> [Given records]:
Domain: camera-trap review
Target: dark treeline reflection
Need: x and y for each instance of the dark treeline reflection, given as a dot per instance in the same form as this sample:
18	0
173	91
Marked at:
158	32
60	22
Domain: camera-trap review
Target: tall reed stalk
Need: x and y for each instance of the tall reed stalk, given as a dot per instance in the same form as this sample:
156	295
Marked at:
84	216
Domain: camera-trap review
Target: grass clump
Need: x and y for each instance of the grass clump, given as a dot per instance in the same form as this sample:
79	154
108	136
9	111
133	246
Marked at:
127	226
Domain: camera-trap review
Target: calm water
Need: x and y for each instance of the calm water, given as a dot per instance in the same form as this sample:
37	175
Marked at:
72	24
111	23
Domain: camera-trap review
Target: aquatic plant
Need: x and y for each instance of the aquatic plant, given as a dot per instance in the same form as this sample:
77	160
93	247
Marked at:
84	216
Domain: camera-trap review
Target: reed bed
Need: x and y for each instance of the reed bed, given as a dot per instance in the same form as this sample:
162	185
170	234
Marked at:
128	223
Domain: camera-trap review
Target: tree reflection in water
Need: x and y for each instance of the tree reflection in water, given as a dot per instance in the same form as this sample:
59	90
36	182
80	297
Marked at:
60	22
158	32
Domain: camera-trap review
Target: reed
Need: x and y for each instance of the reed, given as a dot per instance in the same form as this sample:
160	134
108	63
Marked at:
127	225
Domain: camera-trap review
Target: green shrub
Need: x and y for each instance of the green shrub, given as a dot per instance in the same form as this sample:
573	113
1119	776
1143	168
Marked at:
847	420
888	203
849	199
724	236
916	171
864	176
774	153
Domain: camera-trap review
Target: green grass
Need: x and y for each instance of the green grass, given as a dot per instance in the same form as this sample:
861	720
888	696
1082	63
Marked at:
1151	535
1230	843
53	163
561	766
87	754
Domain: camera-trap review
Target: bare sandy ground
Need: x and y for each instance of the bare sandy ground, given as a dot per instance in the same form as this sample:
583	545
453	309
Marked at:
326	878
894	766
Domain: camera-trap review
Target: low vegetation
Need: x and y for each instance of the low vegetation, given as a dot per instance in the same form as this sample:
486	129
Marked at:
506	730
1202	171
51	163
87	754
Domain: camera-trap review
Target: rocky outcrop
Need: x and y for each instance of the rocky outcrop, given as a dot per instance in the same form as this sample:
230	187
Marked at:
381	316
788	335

> [Problem description]: Output the entire data exactly, line for line.

> [Solution for this problem]:
Domain: camera-trap review
Target: dark treeline reflection
Need: x and y for each instance of the dark treeline reflection, given as a dot per instance in the same form as this sample:
18	0
173	91
Marked at:
158	32
60	22
Domain: camera-trap review
Target: tall reed stalk
Need: x and y for each instance of the tall reed stalk, given as a dot per instance in the same form as this sample:
156	295
Marked at:
84	216
Domain: camera-trap review
Target: grass clump
Need: x and y for each instance of the grass clump, given as a dot per instance in the same form as this sample:
79	154
108	136
9	111
133	246
Marked at:
127	226
Domain: camera-trap review
Target: calm water
Need: x and y for each instance of the calm water, given as a dot per instance in the same form as this sample:
37	175
Marked at:
72	24
111	23
Domain: camera-trap review
Target: aquatic plant
Need: x and y for each instance of the aquatic plant, given as a dot per instance in the same form as this sample:
77	160
93	247
Marked at:
84	216
Domain: camera-trap review
Target: reed bed
Need: x and y for each instance of the reed bed, given as a dot per instance in the same form as this sample:
162	185
170	234
Marked at:
128	223
Domain: camera-trap review
Target: tree reflection in water
Need: x and y for each instance of the tree reflection in water, given as a dot per instance in the same form as this sample:
59	90
36	182
80	297
Marked at:
60	22
158	32
Domain: camera-trap review
Target: reed
Need: x and y for each instance of the reed, given as a dot per instance in the same form as this sample:
160	134
108	63
Marked at:
127	225
Domain: camera-trap review
Target: green shrub
Need: x and y for each instance of the green shrub, given as a dot per instance in the same form as this sample:
573	113
1119	776
1143	168
Marked at:
847	420
888	203
849	199
724	236
916	171
864	176
774	153
Domain: camera-trap review
Target: green grass
Need: x and y for each instance of the green grass, given as a dot per instance in the same form as this sample:
861	720
888	696
1082	63
Marked at:
1151	535
1230	843
53	163
561	766
87	754
Domain: camera-trap review
Target: bare sandy ground
Need: x and y for each instance of the bare sandy ground, given as a dot per instance in the same form as this sample:
583	545
453	309
Marked at:
326	878
894	766
Domain: camera-trap review
Target: low vegetation
Need: x and y for each instance of the low vegetation, given as a dot per instance in the same form as this sample:
486	129
Marked at:
506	730
1202	171
51	163
87	754
Domain: camera-trap review
Target: rocky outcrop
Need: x and y for each instance of the rocky outcrop, given as a dot per instance in the same form as this sample:
230	187
Marked at:
381	316
788	335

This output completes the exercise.